YOUR OBJECTIVE: All that should come back is the lines of the data below from the one containing "Where can the hanging" to the one containing "Target: wristwatch", inclusive, exactly as they stand.

━━━ MATERIAL FOR THIS TASK ━━━

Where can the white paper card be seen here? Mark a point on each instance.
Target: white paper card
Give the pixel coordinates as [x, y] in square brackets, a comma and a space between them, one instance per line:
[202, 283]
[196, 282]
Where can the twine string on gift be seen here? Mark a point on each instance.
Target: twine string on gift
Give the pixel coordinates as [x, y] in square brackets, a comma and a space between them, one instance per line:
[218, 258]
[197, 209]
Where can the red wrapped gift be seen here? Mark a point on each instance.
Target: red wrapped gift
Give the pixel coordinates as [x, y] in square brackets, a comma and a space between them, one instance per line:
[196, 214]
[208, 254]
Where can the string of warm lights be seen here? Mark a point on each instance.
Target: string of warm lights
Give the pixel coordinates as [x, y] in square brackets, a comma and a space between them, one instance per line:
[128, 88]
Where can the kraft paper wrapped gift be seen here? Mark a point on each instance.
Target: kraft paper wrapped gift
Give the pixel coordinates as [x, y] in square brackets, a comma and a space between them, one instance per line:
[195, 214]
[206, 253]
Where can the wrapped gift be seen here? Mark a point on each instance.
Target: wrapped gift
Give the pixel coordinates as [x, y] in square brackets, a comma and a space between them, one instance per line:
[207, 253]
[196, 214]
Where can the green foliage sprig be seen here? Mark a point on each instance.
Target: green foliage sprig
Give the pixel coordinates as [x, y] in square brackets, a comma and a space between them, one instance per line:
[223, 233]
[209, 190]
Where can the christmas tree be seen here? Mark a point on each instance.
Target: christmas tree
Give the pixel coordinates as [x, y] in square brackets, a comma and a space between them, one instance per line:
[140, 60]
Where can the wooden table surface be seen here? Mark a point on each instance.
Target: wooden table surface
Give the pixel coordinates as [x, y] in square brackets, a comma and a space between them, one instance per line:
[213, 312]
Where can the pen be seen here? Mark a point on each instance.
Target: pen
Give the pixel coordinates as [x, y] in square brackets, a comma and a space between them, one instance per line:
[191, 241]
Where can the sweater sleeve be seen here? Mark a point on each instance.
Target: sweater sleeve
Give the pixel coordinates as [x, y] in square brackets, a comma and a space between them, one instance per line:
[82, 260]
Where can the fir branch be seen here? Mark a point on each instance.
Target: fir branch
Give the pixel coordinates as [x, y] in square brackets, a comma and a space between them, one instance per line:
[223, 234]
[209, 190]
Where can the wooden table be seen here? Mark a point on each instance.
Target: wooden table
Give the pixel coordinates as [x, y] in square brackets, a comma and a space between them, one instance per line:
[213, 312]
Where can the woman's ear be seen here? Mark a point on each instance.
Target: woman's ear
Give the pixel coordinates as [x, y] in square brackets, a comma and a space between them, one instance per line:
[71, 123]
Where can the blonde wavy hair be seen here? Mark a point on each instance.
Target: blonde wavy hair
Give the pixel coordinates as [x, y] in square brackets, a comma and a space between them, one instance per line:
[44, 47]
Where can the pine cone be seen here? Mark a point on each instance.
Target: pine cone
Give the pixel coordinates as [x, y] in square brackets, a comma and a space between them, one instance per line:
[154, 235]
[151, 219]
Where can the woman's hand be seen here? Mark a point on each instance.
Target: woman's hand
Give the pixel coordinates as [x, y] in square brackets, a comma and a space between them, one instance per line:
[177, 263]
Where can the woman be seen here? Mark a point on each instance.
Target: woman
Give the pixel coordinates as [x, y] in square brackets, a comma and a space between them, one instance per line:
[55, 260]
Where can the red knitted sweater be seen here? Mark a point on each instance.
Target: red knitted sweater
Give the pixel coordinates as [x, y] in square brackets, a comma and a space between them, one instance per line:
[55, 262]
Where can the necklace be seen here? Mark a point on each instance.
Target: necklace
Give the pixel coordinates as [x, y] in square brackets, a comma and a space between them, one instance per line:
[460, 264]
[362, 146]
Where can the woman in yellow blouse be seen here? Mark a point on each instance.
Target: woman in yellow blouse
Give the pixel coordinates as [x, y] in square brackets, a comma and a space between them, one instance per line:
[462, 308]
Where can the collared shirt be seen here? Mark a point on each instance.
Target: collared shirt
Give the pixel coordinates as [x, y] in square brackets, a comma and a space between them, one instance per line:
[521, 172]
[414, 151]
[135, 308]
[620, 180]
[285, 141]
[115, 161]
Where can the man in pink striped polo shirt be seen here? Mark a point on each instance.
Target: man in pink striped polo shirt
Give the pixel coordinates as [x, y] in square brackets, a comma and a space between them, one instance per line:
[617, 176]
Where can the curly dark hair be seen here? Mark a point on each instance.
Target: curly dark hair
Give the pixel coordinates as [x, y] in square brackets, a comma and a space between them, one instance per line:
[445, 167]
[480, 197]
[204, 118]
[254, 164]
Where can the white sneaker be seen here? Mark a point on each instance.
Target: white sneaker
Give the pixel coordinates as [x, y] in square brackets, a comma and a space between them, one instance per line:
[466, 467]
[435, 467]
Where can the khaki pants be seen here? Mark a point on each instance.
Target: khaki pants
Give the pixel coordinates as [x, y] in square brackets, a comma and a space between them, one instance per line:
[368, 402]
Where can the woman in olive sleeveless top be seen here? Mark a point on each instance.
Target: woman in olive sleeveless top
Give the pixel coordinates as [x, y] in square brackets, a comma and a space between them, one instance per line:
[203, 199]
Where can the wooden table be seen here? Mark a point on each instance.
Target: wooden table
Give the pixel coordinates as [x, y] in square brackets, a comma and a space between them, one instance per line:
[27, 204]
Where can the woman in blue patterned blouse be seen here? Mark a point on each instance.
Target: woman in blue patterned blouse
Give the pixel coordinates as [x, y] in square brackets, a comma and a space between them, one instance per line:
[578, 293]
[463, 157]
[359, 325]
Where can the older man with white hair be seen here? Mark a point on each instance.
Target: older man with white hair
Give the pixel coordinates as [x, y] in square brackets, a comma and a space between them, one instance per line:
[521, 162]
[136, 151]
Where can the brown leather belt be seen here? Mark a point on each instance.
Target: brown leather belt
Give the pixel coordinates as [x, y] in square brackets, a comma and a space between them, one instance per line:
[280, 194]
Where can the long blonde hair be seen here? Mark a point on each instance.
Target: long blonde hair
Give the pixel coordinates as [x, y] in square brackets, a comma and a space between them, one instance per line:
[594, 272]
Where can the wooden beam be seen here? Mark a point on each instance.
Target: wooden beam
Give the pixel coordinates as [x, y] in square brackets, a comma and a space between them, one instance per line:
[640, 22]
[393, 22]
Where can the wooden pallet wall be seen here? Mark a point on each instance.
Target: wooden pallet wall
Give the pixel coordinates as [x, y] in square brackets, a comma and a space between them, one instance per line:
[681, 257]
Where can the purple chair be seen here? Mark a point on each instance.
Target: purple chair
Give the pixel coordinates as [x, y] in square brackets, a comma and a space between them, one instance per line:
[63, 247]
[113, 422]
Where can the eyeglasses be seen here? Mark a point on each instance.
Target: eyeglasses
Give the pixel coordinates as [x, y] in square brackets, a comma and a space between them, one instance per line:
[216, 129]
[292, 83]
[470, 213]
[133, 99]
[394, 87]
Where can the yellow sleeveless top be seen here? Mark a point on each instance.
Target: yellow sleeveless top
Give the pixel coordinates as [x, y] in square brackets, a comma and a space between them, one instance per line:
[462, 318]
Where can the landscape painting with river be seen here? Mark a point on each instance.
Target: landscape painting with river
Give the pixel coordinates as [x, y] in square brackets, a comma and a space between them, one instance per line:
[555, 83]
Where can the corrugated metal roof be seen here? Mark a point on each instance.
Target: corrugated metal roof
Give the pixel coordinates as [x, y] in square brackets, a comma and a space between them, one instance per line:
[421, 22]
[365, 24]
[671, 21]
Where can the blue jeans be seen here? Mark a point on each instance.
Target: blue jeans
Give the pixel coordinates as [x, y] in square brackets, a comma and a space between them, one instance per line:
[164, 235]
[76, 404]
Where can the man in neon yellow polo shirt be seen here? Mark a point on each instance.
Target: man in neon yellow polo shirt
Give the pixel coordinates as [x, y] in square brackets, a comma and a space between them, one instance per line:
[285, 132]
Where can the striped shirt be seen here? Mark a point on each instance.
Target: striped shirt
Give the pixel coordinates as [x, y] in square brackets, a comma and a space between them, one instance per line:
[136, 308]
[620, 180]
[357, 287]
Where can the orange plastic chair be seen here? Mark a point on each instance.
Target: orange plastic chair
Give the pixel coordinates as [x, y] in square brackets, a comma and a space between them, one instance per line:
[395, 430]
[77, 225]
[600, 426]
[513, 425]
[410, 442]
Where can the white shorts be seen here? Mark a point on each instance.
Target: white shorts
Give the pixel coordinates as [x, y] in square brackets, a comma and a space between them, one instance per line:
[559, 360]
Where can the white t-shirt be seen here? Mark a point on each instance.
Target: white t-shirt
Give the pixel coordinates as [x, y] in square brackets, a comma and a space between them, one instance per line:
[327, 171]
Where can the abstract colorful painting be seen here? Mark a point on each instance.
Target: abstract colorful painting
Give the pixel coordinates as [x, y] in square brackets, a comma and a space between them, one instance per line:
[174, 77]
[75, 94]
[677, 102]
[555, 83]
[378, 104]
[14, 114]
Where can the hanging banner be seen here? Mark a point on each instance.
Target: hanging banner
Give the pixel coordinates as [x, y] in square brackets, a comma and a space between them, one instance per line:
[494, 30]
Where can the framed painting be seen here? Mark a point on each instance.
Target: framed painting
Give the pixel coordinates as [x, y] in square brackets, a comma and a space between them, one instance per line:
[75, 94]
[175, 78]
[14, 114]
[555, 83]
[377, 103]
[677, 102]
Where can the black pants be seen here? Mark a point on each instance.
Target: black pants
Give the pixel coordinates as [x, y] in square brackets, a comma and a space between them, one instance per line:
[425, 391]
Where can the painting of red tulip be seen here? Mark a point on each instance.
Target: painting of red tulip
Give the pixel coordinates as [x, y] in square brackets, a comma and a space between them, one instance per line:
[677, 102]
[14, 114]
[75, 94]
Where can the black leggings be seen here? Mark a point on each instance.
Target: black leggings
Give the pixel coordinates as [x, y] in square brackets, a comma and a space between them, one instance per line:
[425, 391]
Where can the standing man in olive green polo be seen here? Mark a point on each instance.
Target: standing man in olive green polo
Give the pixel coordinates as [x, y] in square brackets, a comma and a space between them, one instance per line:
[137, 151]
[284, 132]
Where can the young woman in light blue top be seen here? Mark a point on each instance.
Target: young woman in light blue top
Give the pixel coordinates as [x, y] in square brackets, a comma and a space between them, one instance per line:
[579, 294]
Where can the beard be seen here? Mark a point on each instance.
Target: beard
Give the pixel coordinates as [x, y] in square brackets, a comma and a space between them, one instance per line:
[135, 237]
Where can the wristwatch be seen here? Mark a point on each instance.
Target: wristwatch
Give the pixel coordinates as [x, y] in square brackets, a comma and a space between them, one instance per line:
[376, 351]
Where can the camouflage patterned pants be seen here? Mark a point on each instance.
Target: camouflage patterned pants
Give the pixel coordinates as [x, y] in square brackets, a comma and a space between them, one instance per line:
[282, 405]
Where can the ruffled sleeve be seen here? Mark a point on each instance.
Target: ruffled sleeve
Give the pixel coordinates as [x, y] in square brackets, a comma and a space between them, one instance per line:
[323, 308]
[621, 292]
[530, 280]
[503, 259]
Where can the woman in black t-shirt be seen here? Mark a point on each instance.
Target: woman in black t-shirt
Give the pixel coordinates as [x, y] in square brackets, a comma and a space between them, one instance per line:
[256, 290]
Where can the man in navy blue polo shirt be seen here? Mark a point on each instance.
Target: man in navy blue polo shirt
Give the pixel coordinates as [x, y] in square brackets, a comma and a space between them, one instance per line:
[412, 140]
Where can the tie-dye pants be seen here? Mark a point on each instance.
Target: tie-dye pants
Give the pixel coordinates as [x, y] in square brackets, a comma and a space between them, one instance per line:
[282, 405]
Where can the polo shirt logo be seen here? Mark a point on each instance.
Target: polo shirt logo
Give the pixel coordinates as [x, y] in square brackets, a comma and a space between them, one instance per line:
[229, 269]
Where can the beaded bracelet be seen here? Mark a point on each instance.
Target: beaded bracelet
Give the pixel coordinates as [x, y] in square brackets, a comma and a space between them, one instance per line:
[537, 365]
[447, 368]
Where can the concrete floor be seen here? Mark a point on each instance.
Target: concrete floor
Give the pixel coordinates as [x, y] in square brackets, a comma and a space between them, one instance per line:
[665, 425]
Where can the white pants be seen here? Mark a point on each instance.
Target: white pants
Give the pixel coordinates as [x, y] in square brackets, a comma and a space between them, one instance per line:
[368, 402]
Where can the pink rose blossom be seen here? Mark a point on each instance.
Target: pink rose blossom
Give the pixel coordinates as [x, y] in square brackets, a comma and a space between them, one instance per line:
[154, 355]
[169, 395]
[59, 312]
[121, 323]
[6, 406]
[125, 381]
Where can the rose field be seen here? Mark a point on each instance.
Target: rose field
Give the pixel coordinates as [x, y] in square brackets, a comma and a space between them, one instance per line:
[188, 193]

━━━

WRITTEN RESPONSE:
Where can the hanging banner be seen here? Mark a point on each instance.
Target: hanging banner
Give the pixel coordinates as [x, y] in square brackets, a comma and a space between them, one instance per line:
[494, 30]
Where can the framed painting be seen here? Mark a point on each instance.
Target: framed painting
Give the pixel coordinates as [x, y] in square brackets, a comma and a space between them, one instance per line:
[75, 94]
[175, 78]
[14, 114]
[555, 83]
[377, 103]
[677, 102]
Where can the black pants be seen here? Mark a point on each instance.
Target: black pants
Give the pixel coordinates as [x, y] in square brackets, a comma and a space between them, one instance per line:
[425, 391]
Where can the painting of red tulip be seen here? Mark a point on each instance.
Target: painting of red tulip
Give the pixel coordinates as [x, y] in square brackets, a comma and a space between them, one instance per line:
[677, 102]
[14, 114]
[75, 94]
Where can the black leggings be seen here? Mark a point on each instance.
Target: black leggings
Give the pixel coordinates as [x, y] in square brackets, a comma and a space between them, one instance per line:
[425, 391]
Where can the standing man in olive green polo be seen here? Mark a point on each instance.
Target: standing man in olive green polo
Give the pixel coordinates as [x, y] in square brackets, a comma and a space between them, one instance per line:
[137, 151]
[284, 132]
Where can the young woman in light blue top be seen here? Mark a point on each instance.
Target: young woman in light blue top
Give the pixel coordinates as [x, y] in square brackets, a comma and a space between them, one instance per line:
[579, 294]
Where can the beard be seen here? Mark a point on each instance.
Target: beard
Give the pixel coordinates as [x, y] in square brackets, a comma and a space between them, one instance per line:
[135, 237]
Where can the wristwatch be seen here? Mark a point on each instance.
Target: wristwatch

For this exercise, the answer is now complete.